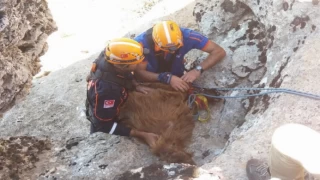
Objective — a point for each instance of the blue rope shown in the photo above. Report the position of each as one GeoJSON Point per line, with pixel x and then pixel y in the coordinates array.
{"type": "Point", "coordinates": [192, 96]}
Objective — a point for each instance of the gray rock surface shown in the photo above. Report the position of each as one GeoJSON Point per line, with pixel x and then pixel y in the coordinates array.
{"type": "Point", "coordinates": [24, 29]}
{"type": "Point", "coordinates": [269, 44]}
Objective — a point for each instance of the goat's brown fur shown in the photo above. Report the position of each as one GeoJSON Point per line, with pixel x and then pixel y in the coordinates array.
{"type": "Point", "coordinates": [165, 112]}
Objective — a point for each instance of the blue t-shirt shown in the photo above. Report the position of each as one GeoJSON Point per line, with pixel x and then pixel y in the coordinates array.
{"type": "Point", "coordinates": [191, 40]}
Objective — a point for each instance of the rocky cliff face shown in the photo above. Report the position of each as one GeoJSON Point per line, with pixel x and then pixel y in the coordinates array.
{"type": "Point", "coordinates": [24, 29]}
{"type": "Point", "coordinates": [269, 44]}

Directions for this task - Rewrite all the entries above with "Objective" renamed to "Target" everywhere and nothing else changed. Leave the pictures out.

Exercise answer -
Target — a point for each instance of the blue rope shown in the photo above. Report the position of each as one GeoJSON Point per line, with pixel x and then pixel y in the coordinates array.
{"type": "Point", "coordinates": [192, 96]}
Target — a point for each instance of the gray rock surface shown in the photo above. Report the position of each as one GeoJSON Point per line, with pixel x and then pixel y in the coordinates array.
{"type": "Point", "coordinates": [24, 29]}
{"type": "Point", "coordinates": [269, 44]}
Target — a point for each instance of the goat's brown fur shown in the photo above. Report the position of each as one GeoJSON Point per line, with pixel x and then pixel y in the coordinates array.
{"type": "Point", "coordinates": [165, 112]}
Target — a point for each instance of the blue t-shirt shown in the photo above. Report the position of each as one GeoJSON Point per line, with pixel x and then pixel y in the coordinates array.
{"type": "Point", "coordinates": [191, 40]}
Target — a point for each instance of the rocky cliff face shown in the photo above. Report the position of each as one GeoJSON Point per line, with pixel x and then pixel y in the coordinates array.
{"type": "Point", "coordinates": [24, 29]}
{"type": "Point", "coordinates": [269, 44]}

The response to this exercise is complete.